Data for this exercise:

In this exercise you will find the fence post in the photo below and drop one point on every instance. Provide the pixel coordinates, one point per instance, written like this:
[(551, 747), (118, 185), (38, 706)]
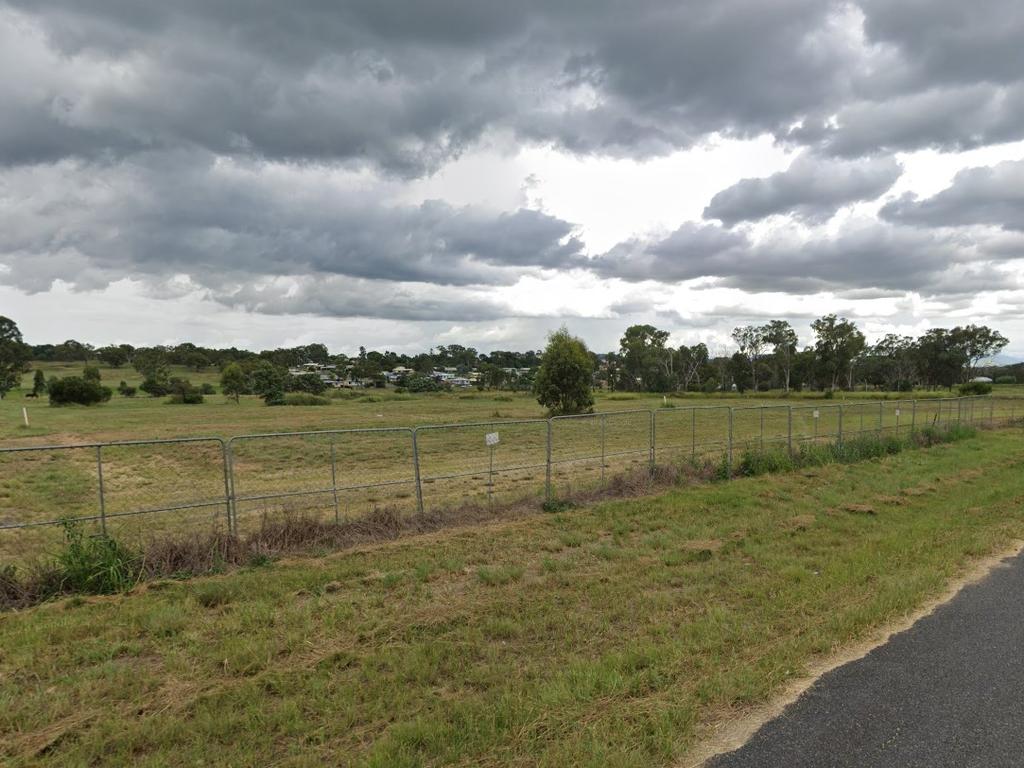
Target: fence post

...

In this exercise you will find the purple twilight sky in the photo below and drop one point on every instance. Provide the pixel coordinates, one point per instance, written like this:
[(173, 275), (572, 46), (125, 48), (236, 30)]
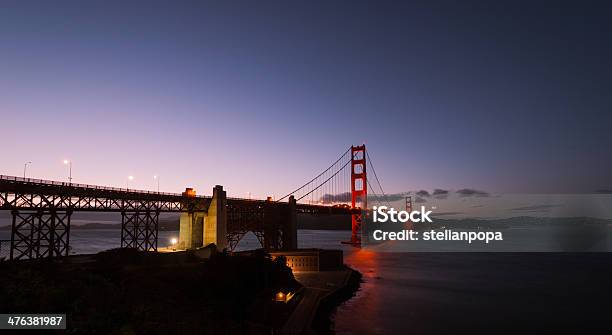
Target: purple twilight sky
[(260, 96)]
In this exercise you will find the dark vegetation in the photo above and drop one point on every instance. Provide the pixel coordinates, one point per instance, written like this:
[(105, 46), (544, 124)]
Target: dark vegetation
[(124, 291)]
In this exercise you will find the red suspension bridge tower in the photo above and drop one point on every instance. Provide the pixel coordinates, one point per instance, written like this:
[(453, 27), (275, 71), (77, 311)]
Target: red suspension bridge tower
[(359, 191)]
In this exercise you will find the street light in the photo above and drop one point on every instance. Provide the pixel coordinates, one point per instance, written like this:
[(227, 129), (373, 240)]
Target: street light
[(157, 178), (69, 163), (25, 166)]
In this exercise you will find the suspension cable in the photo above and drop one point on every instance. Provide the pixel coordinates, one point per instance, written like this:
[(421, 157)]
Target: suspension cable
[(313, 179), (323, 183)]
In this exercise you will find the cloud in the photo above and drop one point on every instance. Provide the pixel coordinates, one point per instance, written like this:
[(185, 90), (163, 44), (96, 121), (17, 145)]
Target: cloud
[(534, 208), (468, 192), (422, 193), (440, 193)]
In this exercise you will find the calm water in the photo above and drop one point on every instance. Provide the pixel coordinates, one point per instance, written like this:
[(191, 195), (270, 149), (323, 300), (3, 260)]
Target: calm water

Try it: Read the records above. Show each line that has the string "post".

Written answer:
In this exercise you will find the fence post in the photo below and drop one point on every instance. Provide the pixel coordinates, one point per instance, written like this:
Target: fence post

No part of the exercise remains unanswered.